Source —
CMOS #4: Tom Hudson - gron for making JSON greppable

00:01 Gabor Szabo
Hello there, this is the CMOS, the Code Maven Open Source podcast and interview series. I'm your host, Gabor Szabo, and with me is Tom Hudson, and we are going to talk about the project called gron. Hi Tom, how are you?

00:19 Tom Hudson
Hi, I'm fine, thank you, how are you?

00:21 Gabor Szabo
Ah, I'm fine, thank you. Let's start with introducing you a little bit. Please tell me a little about yourself, your background, how did you get here?

00:30 Tom Hudson
Okay, so I'm Tom Hudson, I'm a software engineer in the UK, I work for a betting and gaming company, have been for about five years now. Started tinkering with a computer when I was a kid, eventually ended up spending some time as a network engineer and then a software engingeer, did a lot of PHP, more recently writ a bit of Go, mostly I like to make tools, try to make things to make other developer's lives easier, basically. Yeah, not a great deal to say about me, to be honest.

Given data —
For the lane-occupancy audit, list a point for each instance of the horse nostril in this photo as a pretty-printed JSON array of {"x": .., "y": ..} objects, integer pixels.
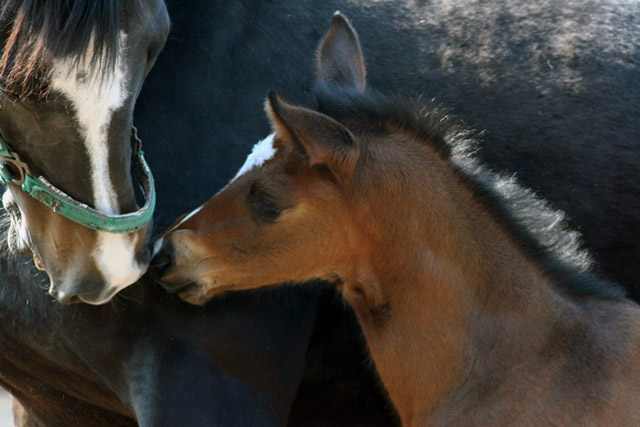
[{"x": 162, "y": 261}]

What you will do —
1 - Which timestamps mark the start of each turn in the gron interview transcript?
2 - According to the gron interview transcript, how long has Tom Hudson worked for the betting and gaming company?
The material comes from a different source than the transcript.

Answers below —
1 - 00:01, 00:19, 00:21, 00:30

2 - About five years.